### WHAT YOU WILL DO:
Express the listing from the line with "cover from the bin shown here." to the line with "0, 184, 156, 333", both ends included, as a Markdown table with the columns Row and Line. Number each line in order and leave out any blank lines.
##### PROVIDED RECORDS #####
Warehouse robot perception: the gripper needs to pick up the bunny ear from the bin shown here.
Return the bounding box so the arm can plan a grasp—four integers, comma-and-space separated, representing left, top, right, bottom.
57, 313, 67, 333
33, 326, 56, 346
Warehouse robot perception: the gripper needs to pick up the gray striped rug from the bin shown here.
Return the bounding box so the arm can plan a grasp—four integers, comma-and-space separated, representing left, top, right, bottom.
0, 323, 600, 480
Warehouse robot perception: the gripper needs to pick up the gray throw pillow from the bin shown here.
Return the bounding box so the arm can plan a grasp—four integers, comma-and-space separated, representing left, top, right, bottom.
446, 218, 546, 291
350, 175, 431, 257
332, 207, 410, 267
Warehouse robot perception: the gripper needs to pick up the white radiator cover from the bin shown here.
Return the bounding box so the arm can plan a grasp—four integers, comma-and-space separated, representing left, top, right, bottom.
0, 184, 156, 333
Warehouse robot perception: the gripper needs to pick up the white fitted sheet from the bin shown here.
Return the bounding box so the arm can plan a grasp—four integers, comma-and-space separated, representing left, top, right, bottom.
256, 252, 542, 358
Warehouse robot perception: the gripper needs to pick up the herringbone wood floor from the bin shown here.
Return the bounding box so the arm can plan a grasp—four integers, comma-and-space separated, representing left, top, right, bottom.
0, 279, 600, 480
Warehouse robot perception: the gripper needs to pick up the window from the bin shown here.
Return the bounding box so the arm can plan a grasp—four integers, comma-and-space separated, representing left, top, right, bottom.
#####
### PROBLEM SOLUTION:
| Row | Line |
|---|---|
| 1 | Warehouse robot perception: the gripper needs to pick up the white radiator cover from the bin shown here. |
| 2 | Return the bounding box so the arm can plan a grasp—four integers, comma-and-space separated, representing left, top, right, bottom. |
| 3 | 0, 184, 156, 333 |